### MATERIAL SHOWN

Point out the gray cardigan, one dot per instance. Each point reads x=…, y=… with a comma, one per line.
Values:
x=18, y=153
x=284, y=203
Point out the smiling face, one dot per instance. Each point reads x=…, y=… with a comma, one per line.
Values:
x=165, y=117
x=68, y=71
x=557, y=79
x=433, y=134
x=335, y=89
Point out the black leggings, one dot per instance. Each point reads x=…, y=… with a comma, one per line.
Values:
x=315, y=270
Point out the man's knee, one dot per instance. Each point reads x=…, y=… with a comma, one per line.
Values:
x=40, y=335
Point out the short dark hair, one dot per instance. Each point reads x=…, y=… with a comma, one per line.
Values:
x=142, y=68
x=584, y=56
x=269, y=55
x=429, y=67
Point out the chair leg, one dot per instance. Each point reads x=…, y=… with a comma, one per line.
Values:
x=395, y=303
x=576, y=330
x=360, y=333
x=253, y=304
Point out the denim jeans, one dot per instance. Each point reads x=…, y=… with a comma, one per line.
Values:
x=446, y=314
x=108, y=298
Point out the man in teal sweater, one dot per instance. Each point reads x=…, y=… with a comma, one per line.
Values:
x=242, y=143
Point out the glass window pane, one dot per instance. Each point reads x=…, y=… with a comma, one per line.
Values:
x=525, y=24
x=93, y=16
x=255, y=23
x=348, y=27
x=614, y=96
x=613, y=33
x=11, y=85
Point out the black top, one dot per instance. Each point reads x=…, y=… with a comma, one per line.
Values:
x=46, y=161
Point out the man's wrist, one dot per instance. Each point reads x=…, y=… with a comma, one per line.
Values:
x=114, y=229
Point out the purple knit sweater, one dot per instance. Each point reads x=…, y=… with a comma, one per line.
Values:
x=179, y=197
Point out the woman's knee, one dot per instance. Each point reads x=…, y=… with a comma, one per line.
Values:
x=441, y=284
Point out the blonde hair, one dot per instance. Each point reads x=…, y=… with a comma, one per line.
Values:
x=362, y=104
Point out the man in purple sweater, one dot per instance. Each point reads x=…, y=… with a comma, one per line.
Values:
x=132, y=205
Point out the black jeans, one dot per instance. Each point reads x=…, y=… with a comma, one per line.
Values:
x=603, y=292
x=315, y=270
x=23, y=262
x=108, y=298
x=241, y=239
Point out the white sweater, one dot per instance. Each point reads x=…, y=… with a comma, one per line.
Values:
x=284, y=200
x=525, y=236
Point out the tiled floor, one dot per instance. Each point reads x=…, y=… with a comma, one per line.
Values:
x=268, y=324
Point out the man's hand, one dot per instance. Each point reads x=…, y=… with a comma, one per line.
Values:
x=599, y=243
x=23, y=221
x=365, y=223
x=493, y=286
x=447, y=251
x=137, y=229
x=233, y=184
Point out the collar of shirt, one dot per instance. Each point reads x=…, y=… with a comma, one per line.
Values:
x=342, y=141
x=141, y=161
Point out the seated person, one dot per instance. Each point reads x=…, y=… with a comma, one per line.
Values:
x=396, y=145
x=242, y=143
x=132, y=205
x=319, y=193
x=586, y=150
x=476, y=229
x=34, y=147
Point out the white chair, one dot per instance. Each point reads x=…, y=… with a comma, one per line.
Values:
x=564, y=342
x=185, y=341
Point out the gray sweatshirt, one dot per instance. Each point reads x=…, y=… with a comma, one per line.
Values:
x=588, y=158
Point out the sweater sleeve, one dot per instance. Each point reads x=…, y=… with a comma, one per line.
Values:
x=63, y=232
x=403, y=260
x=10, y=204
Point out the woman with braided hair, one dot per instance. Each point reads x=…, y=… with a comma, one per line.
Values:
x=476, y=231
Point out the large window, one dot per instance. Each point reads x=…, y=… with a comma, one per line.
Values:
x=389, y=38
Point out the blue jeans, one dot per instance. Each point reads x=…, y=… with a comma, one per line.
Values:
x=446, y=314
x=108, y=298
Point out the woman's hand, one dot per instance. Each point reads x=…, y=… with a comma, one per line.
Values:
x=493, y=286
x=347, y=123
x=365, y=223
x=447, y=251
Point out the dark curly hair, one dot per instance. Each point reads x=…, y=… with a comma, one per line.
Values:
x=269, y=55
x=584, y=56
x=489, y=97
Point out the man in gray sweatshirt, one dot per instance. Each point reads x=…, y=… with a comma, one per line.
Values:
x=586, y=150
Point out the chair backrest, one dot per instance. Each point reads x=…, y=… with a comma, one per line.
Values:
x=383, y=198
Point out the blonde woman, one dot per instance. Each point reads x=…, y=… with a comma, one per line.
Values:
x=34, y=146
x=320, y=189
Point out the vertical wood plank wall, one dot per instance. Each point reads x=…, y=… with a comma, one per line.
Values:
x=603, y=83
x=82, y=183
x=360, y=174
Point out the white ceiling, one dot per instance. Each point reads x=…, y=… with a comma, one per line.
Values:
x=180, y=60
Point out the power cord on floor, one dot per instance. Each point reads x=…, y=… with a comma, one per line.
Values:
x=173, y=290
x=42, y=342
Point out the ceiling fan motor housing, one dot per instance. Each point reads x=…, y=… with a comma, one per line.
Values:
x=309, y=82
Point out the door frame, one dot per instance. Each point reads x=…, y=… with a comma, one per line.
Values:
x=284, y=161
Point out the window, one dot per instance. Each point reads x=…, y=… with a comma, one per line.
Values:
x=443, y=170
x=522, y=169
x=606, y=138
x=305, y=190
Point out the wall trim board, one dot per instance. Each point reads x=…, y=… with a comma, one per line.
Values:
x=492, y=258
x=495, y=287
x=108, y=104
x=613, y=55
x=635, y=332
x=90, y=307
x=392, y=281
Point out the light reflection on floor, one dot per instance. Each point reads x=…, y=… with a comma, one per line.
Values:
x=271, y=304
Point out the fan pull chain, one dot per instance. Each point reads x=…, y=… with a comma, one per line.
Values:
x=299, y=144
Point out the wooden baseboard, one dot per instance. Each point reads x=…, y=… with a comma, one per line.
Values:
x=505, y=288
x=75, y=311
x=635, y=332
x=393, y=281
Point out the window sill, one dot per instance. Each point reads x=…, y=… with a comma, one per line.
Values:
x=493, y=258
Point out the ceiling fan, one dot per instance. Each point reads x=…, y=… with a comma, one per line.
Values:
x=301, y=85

--

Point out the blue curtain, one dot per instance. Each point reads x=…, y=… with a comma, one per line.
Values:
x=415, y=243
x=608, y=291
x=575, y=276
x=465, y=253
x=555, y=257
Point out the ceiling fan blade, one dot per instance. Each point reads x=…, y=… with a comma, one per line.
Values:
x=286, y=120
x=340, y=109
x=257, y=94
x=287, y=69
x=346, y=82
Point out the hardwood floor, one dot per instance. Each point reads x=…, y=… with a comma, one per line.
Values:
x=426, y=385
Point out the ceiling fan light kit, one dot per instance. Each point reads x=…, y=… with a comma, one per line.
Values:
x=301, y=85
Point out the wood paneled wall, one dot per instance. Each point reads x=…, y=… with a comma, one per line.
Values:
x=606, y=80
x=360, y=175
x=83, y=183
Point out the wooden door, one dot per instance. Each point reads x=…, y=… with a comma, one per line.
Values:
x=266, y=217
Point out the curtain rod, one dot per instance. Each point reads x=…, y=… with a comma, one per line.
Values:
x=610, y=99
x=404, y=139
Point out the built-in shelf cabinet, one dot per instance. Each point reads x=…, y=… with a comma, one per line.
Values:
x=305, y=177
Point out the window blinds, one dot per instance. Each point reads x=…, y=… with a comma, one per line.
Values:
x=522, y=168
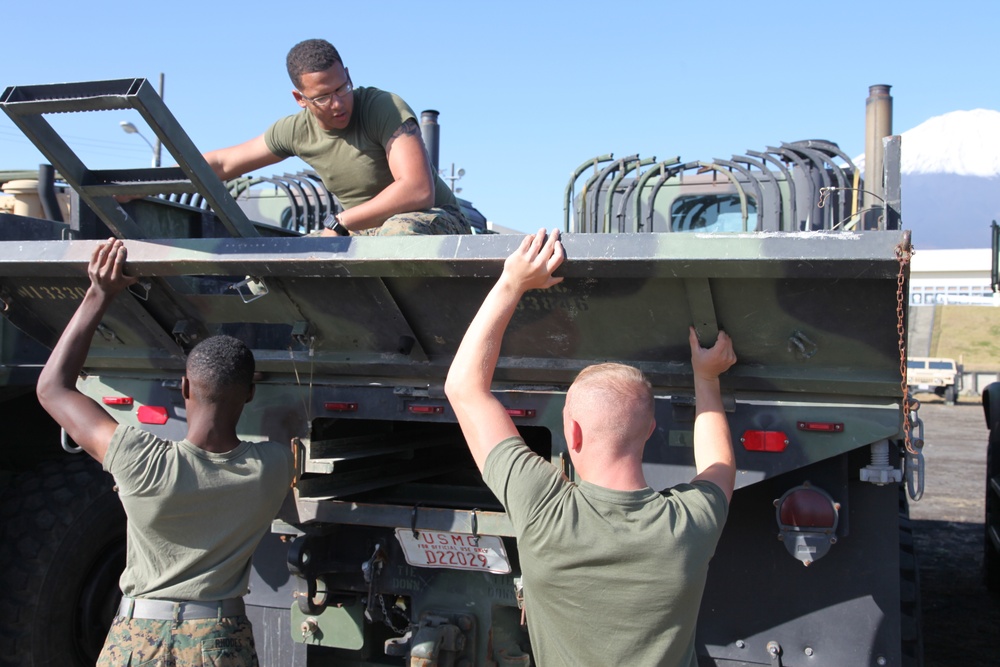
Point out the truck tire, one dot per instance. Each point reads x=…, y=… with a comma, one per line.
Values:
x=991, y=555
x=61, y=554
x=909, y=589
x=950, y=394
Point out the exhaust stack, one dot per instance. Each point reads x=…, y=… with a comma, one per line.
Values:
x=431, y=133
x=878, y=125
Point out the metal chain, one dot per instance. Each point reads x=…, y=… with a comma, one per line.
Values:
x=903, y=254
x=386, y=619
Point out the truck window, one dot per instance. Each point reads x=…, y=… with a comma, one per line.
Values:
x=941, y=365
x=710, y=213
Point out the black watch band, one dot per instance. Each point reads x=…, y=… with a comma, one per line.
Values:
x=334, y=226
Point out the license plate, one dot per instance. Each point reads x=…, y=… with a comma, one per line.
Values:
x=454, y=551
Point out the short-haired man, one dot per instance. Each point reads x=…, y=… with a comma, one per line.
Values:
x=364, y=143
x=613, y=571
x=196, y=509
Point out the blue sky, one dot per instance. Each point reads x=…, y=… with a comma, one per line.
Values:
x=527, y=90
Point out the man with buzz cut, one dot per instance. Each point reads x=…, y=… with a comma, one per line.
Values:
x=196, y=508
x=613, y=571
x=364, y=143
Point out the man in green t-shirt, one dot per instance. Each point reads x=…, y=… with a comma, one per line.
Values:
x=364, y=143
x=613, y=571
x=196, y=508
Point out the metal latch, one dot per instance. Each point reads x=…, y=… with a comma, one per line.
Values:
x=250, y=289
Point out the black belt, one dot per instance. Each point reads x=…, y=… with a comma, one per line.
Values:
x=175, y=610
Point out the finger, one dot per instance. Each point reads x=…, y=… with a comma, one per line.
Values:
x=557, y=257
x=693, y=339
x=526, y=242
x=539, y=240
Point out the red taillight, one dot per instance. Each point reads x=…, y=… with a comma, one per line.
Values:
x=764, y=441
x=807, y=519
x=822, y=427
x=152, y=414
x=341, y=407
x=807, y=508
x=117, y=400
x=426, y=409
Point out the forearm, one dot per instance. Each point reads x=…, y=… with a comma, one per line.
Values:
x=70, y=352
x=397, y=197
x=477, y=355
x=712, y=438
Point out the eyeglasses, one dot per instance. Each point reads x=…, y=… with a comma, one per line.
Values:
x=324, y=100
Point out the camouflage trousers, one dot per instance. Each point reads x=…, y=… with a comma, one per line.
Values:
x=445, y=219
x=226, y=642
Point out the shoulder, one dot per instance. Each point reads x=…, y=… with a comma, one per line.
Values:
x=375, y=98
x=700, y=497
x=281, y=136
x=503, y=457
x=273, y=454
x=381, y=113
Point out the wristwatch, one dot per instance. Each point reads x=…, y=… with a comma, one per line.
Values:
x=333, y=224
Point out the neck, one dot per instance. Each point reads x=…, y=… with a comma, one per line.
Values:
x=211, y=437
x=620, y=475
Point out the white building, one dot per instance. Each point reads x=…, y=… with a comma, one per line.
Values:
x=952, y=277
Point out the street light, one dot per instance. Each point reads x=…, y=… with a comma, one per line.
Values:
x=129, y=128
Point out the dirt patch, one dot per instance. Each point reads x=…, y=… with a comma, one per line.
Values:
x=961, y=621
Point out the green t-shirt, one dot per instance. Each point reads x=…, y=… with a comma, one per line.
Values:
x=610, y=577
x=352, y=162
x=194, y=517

---

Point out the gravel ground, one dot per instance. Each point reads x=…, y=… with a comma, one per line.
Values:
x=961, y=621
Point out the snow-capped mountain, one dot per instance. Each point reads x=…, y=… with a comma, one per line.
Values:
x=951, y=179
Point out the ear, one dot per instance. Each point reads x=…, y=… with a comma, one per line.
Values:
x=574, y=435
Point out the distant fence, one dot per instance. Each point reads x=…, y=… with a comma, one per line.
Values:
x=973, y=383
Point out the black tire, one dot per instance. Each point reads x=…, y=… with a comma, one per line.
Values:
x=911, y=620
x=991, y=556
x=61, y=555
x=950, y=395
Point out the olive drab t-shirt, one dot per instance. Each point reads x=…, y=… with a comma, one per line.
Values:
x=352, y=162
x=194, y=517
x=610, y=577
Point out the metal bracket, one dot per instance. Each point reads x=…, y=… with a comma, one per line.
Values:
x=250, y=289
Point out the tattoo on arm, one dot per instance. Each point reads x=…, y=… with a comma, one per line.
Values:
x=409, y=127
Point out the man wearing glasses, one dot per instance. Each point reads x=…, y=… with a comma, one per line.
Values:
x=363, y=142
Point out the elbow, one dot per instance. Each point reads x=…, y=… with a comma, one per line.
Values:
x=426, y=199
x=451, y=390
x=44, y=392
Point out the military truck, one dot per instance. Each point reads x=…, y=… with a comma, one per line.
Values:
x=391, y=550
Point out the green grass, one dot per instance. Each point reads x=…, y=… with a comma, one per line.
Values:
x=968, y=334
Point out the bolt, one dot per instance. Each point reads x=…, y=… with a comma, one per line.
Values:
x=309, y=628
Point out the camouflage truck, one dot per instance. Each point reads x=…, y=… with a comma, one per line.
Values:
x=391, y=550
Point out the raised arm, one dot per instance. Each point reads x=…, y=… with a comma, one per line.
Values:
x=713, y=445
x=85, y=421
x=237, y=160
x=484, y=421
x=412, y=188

### WHAT YOU HAVE TO DO
Search the listing for the word "door". Copy every line in which it occurs.

### WRITTEN SOLUTION
Point out the door frame, one dot per instance. Each point reads x=…, y=… with a comma, one per line.
Point out the wooden door, one dot per instance. Each point reads x=…, y=… with a comma, one per line.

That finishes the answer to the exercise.